** Start Document section **

Len is a Canadian alternative rock duo based in Toronto, Ontario. The band consists of siblings Marc Costanzo (vocals, guitar) and Sharon Costanzo (vocals, bass) and a revolving lineup of touring and studio musicians.

History
Marc Costanzo began recreationally recording music at the age of 13 years old. These recordings were predominately helmed by Marc, although his older sister Sharon sometimes contributed vocals to the recordings. In 1991, Marc began to produce music under the pseudonym of Len as a solo project. The name was taken from a high school friend of Marc's named Lenny. Sharon officially joined this project a year later, thus marking Len's first iteration as a duo. Len began as a punk rock band, with pop music influences. Between 1992 and 1997, the brother-sister duo independently released a self-titled extended play and two studio albums, Superstar (1995) and Get Your Legs Broke (1997). Marc estimated both albums sold around 10-15,000 units each. While these two albums received minimal attention in Canada, the duo found difficulty in attracting attention from major record labels. The band had their first taste of success when they received retroactive acclaim for the song "Candy Pop".

Len released a more hip-hop oriented album, You Can't Stop the Bum Rush, in 1999; a song from the album, "Steal My Sunshine", based on the old disco hit "More, More, More" by the Andrea True Connection, was also released that year, and climbed the popular charts both in Canada and the United States and became Len's biggest hit.  Len was nominated for a 2000 Juno Award as best new group, and the album was nominated as Best Alternative Album.

** End Document section **
** Start Items **

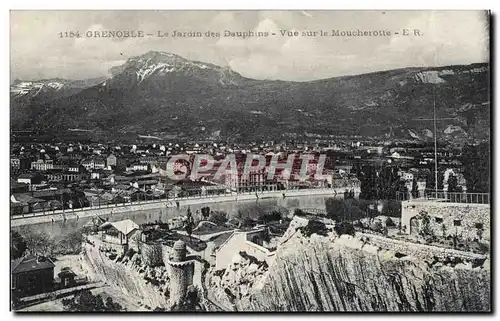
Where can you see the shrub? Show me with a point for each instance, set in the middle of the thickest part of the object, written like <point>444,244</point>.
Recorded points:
<point>130,253</point>
<point>272,217</point>
<point>389,222</point>
<point>299,212</point>
<point>314,226</point>
<point>344,228</point>
<point>377,227</point>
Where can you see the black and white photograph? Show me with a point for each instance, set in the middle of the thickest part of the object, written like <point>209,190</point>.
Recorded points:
<point>250,161</point>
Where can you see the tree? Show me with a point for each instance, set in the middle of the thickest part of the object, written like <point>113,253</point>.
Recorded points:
<point>205,212</point>
<point>414,188</point>
<point>37,242</point>
<point>17,245</point>
<point>189,223</point>
<point>86,301</point>
<point>476,160</point>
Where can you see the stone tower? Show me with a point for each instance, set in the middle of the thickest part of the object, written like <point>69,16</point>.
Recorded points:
<point>181,272</point>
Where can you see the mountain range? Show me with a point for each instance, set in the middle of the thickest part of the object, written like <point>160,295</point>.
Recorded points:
<point>167,96</point>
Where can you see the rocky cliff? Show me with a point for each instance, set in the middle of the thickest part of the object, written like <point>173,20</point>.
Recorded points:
<point>148,284</point>
<point>331,273</point>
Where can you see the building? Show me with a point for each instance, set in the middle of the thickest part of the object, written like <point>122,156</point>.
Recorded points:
<point>181,270</point>
<point>32,180</point>
<point>32,275</point>
<point>122,232</point>
<point>251,242</point>
<point>15,163</point>
<point>448,216</point>
<point>94,163</point>
<point>111,160</point>
<point>65,176</point>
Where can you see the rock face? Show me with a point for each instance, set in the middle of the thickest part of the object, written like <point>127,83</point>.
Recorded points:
<point>148,284</point>
<point>344,274</point>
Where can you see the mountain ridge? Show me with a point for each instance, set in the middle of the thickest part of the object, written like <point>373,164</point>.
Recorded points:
<point>167,95</point>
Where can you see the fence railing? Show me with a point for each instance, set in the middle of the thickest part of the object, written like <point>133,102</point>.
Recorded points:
<point>447,197</point>
<point>168,201</point>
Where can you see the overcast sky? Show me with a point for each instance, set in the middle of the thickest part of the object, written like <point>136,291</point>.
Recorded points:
<point>449,37</point>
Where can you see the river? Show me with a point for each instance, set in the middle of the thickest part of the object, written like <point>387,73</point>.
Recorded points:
<point>59,229</point>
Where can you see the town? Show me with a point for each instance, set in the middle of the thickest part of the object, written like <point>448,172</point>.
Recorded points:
<point>102,186</point>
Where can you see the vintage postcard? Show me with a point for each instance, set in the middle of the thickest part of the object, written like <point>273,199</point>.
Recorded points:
<point>244,161</point>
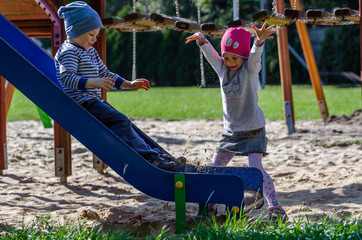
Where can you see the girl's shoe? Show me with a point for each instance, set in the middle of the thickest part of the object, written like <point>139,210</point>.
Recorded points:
<point>254,202</point>
<point>276,213</point>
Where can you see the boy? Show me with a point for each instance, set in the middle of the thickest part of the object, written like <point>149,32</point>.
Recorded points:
<point>82,75</point>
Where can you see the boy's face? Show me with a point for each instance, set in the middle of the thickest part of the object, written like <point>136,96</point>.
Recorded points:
<point>86,40</point>
<point>232,61</point>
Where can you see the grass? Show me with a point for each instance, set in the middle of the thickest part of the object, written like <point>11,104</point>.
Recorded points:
<point>175,103</point>
<point>231,228</point>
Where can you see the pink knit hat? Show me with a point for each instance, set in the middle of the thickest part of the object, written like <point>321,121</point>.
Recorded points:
<point>236,41</point>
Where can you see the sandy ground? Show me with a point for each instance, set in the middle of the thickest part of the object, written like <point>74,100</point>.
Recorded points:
<point>316,171</point>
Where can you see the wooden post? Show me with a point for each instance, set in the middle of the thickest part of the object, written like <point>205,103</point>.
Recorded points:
<point>9,92</point>
<point>100,7</point>
<point>3,148</point>
<point>180,203</point>
<point>285,74</point>
<point>312,65</point>
<point>62,139</point>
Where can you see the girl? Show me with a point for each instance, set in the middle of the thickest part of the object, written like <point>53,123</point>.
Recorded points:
<point>238,71</point>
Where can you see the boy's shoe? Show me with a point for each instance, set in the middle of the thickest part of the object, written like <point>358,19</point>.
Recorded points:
<point>276,213</point>
<point>211,210</point>
<point>254,202</point>
<point>163,164</point>
<point>208,210</point>
<point>180,161</point>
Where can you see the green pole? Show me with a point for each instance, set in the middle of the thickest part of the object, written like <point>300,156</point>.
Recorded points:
<point>44,118</point>
<point>180,203</point>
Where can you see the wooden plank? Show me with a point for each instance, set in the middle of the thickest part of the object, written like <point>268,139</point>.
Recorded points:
<point>35,28</point>
<point>121,25</point>
<point>294,13</point>
<point>271,18</point>
<point>164,19</point>
<point>347,14</point>
<point>189,26</point>
<point>317,16</point>
<point>212,29</point>
<point>244,24</point>
<point>285,71</point>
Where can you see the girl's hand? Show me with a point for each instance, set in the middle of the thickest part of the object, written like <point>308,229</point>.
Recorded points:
<point>263,33</point>
<point>103,83</point>
<point>197,36</point>
<point>139,83</point>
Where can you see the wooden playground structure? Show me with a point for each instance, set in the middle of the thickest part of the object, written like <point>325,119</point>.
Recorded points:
<point>39,19</point>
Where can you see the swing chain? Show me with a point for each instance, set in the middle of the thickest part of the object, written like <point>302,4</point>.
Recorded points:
<point>147,2</point>
<point>177,8</point>
<point>273,7</point>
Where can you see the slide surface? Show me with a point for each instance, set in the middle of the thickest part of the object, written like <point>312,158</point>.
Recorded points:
<point>32,71</point>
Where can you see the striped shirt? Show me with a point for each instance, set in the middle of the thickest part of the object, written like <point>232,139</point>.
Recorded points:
<point>75,66</point>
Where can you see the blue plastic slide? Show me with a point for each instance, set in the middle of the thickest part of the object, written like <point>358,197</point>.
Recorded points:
<point>32,71</point>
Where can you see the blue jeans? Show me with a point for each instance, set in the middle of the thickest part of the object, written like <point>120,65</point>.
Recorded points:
<point>121,126</point>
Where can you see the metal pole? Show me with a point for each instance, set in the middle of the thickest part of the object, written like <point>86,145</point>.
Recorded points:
<point>360,38</point>
<point>312,66</point>
<point>263,57</point>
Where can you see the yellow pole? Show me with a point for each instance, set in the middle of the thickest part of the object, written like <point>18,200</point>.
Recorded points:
<point>312,65</point>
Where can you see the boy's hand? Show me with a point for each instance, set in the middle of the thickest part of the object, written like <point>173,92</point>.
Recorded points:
<point>263,33</point>
<point>136,84</point>
<point>140,83</point>
<point>103,83</point>
<point>197,36</point>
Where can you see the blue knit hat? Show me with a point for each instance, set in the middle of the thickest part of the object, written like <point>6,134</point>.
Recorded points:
<point>79,18</point>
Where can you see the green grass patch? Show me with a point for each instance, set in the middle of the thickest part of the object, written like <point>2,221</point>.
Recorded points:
<point>230,228</point>
<point>176,103</point>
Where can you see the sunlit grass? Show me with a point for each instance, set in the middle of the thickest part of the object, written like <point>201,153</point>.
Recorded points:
<point>231,228</point>
<point>176,103</point>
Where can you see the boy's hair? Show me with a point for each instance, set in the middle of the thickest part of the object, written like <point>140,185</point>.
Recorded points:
<point>79,18</point>
<point>236,41</point>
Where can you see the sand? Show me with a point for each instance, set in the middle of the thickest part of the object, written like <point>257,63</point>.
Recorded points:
<point>316,171</point>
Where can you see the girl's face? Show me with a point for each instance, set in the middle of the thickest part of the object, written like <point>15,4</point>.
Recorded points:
<point>86,40</point>
<point>233,62</point>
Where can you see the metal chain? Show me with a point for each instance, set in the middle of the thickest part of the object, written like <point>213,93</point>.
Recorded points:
<point>177,8</point>
<point>147,1</point>
<point>202,72</point>
<point>273,6</point>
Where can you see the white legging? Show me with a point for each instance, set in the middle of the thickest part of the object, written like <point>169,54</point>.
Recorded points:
<point>223,158</point>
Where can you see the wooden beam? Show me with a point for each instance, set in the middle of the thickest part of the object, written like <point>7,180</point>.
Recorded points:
<point>285,72</point>
<point>3,147</point>
<point>312,65</point>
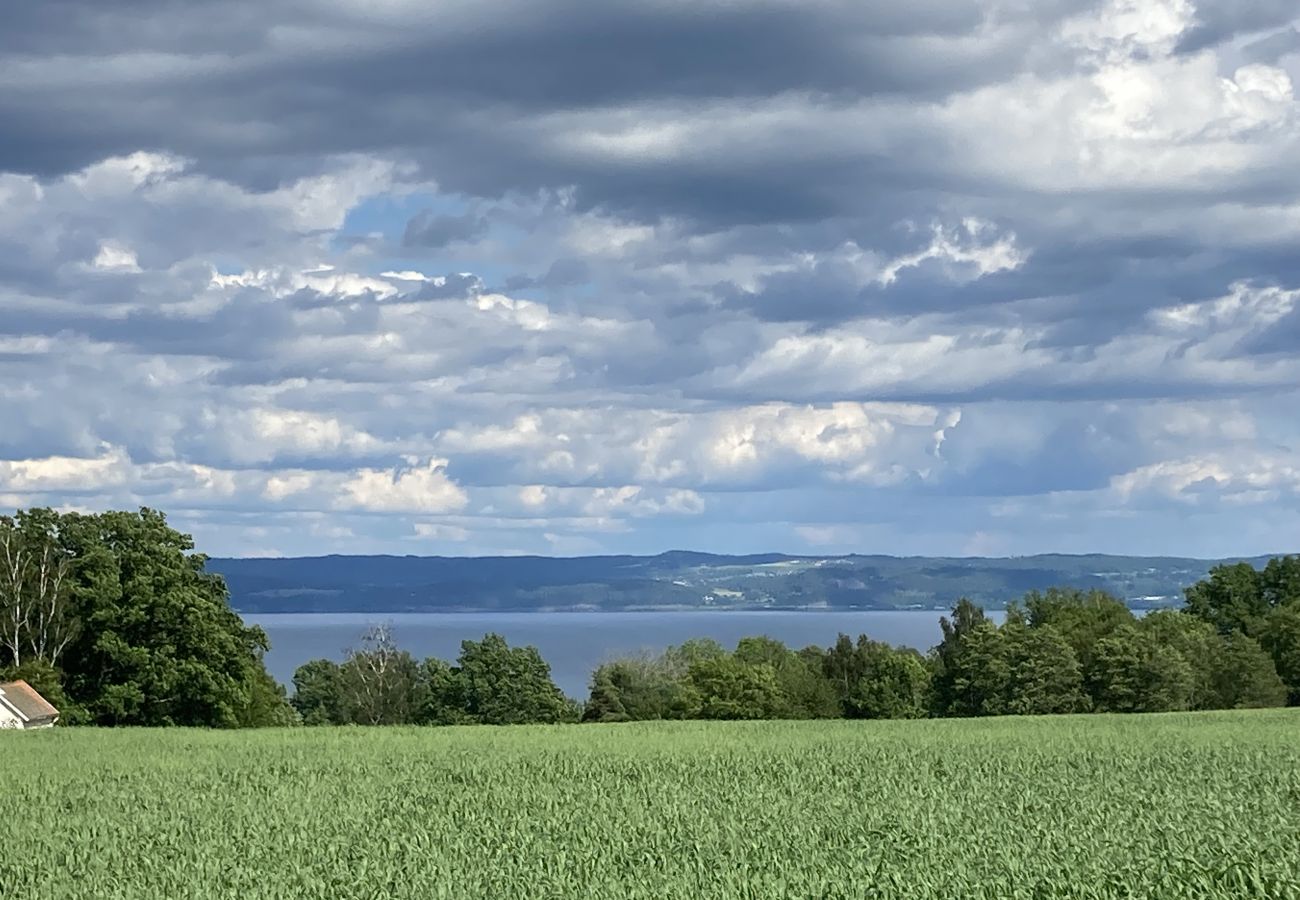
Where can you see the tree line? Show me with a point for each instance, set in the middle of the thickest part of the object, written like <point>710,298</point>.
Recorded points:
<point>116,621</point>
<point>1235,644</point>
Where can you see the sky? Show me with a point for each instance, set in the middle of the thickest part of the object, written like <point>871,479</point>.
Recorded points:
<point>961,277</point>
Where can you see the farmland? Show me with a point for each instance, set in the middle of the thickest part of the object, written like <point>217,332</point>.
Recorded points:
<point>1203,805</point>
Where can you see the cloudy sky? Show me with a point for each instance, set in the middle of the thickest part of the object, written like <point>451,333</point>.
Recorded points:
<point>447,277</point>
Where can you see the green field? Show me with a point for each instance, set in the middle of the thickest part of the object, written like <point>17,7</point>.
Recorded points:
<point>1173,805</point>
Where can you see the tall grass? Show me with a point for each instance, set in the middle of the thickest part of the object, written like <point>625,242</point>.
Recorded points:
<point>1175,805</point>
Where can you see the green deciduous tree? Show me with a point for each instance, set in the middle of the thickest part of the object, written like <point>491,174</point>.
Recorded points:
<point>1044,674</point>
<point>731,688</point>
<point>1080,617</point>
<point>1281,639</point>
<point>507,686</point>
<point>319,693</point>
<point>1244,675</point>
<point>1132,673</point>
<point>156,640</point>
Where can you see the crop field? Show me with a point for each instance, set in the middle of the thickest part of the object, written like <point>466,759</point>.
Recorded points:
<point>1175,805</point>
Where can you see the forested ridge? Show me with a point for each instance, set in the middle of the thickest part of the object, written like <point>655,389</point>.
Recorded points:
<point>117,621</point>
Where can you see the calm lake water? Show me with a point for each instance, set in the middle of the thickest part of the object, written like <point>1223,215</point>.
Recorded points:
<point>576,643</point>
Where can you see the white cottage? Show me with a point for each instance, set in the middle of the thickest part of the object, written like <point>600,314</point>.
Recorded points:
<point>22,708</point>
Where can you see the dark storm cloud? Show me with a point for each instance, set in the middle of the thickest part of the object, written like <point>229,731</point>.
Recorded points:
<point>1222,20</point>
<point>263,89</point>
<point>433,232</point>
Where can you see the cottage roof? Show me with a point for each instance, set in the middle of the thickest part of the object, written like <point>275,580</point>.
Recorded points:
<point>24,699</point>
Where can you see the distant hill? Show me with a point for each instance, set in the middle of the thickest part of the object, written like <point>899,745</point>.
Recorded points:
<point>687,580</point>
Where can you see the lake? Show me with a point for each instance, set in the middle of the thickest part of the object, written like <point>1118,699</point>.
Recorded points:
<point>576,643</point>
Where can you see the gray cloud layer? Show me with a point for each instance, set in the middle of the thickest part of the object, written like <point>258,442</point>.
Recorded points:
<point>986,276</point>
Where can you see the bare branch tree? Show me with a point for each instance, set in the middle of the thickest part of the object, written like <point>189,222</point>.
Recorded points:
<point>14,610</point>
<point>35,619</point>
<point>377,682</point>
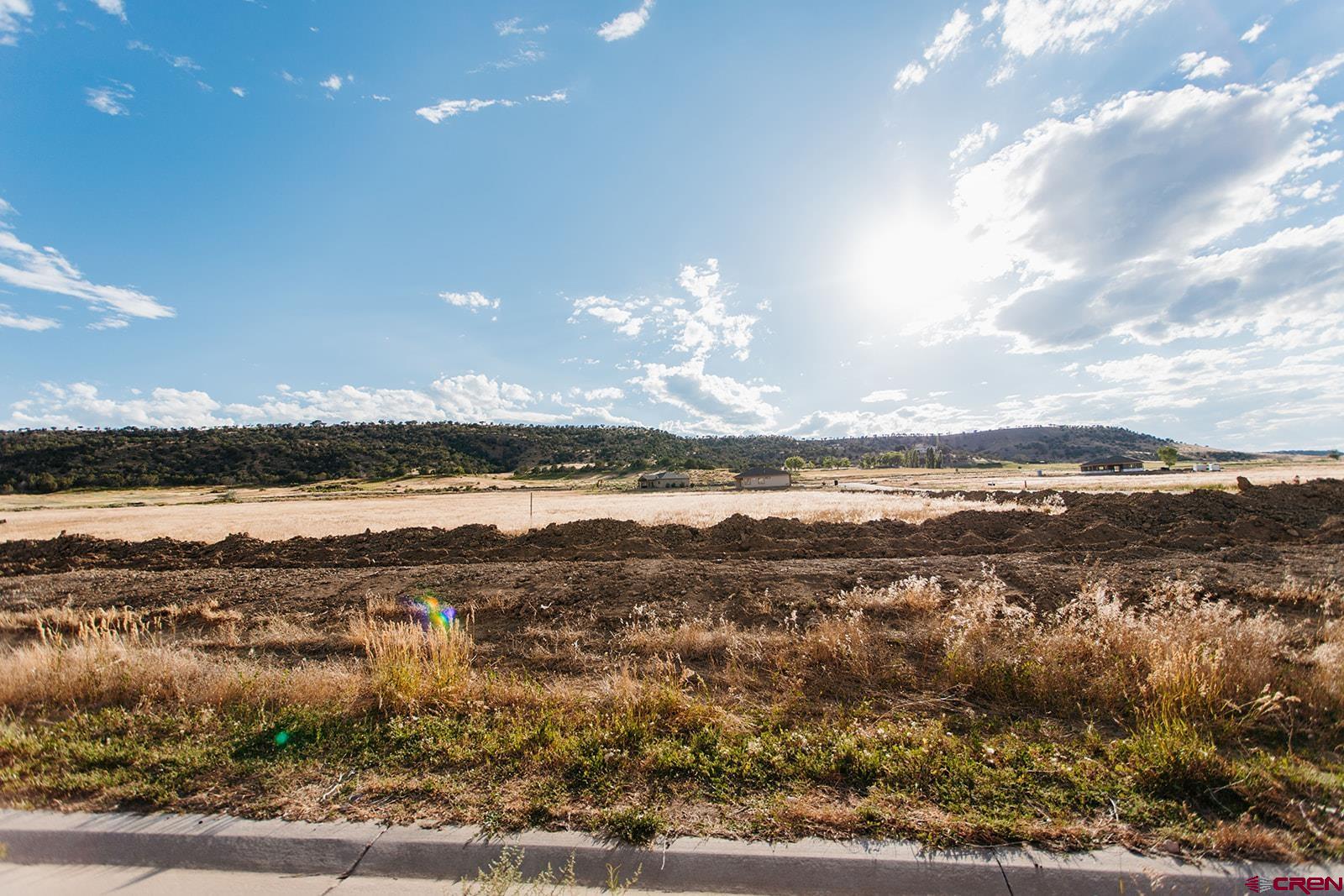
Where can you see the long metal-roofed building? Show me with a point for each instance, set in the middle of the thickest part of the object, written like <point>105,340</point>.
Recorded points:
<point>1113,465</point>
<point>764,477</point>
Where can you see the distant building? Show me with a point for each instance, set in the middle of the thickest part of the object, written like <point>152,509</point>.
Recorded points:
<point>664,479</point>
<point>1113,465</point>
<point>763,477</point>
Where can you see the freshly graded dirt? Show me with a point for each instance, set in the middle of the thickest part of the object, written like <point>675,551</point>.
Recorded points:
<point>1247,526</point>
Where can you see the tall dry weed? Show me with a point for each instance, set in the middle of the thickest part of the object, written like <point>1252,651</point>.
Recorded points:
<point>409,667</point>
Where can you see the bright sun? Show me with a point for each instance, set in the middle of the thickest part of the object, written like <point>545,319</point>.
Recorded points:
<point>911,270</point>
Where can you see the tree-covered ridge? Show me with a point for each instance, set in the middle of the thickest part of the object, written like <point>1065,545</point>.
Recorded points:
<point>51,459</point>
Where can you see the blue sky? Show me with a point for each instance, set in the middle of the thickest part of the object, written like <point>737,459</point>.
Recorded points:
<point>808,217</point>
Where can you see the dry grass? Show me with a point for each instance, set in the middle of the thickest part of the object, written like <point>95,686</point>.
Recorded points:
<point>953,712</point>
<point>508,511</point>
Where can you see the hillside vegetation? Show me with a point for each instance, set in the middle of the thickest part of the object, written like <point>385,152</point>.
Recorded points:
<point>54,459</point>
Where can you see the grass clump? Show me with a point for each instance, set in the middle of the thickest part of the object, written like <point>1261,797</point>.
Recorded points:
<point>953,714</point>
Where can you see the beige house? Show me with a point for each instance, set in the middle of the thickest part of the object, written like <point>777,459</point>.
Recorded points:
<point>664,479</point>
<point>763,477</point>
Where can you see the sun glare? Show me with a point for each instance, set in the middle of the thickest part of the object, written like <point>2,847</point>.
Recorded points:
<point>911,271</point>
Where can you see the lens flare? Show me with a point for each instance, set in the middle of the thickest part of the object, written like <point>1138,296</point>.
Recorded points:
<point>432,614</point>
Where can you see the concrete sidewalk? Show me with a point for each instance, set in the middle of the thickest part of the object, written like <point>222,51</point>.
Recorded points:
<point>347,853</point>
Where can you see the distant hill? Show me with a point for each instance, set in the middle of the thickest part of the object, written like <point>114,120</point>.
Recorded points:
<point>54,459</point>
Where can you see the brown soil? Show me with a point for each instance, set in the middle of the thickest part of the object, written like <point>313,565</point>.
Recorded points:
<point>1247,526</point>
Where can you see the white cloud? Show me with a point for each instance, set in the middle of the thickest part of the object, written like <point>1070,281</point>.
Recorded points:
<point>911,76</point>
<point>81,405</point>
<point>112,98</point>
<point>974,141</point>
<point>1200,65</point>
<point>11,13</point>
<point>1254,33</point>
<point>468,398</point>
<point>948,42</point>
<point>475,301</point>
<point>112,7</point>
<point>185,63</point>
<point>1074,26</point>
<point>47,270</point>
<point>452,107</point>
<point>445,109</point>
<point>931,417</point>
<point>524,55</point>
<point>716,403</point>
<point>475,396</point>
<point>627,23</point>
<point>22,322</point>
<point>696,328</point>
<point>1151,255</point>
<point>622,316</point>
<point>1063,105</point>
<point>945,45</point>
<point>510,27</point>
<point>1030,27</point>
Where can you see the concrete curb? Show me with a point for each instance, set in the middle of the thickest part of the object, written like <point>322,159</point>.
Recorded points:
<point>685,864</point>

** End Items **

* Objective 1 *
From the passage about the band Len, extract the stretch from "Len is a Canadian" through "and studio musicians.".
* Objective 2 *
Answer these questions using the passage about the band Len:
(a) In what year did Marc Costanzo begin producing music under the name Len?
(b) Who was the band's name taken from?
(c) What was the title of the hip-hop oriented album Len released in 1999?
* Objective 3 *
Please carry on with the passage about the band Len, starting after its final sentence.

* Result 1 *
Len is a Canadian alternative rock duo based in Toronto, Ontario. The band consists of siblings Marc Costanzo (vocals, guitar) and Sharon Costanzo (vocals, bass) and a revolving lineup of touring and studio musicians.

* Result 2 *
(a) 1991
(b) A high school friend of Marc's named Lenny
(c) You Can't Stop the Bum Rush

* Result 3 *
After the song, Len's fame dropped, but they continued to release albums until 2005, followed by a seven-year hiatus. In 2008, Marc announced the group's disbandment in a MySpace message. He stated: "...it looks like were not gonna make another len record. Just couldn't get it ( and everyone ) together." He still, however, announced he and Sharon would still record another album together. Despite this, Len returned with Marc and Sharon in October 2012, in which they released their fifth studio album It's Easy If You Try. The album was promoted with one single, "It's My Neighborhood", which had a music video featuring scenes of Toronto residents lip syncing to the song.

In 2016, Marc announced it is unlikely Len will record another album.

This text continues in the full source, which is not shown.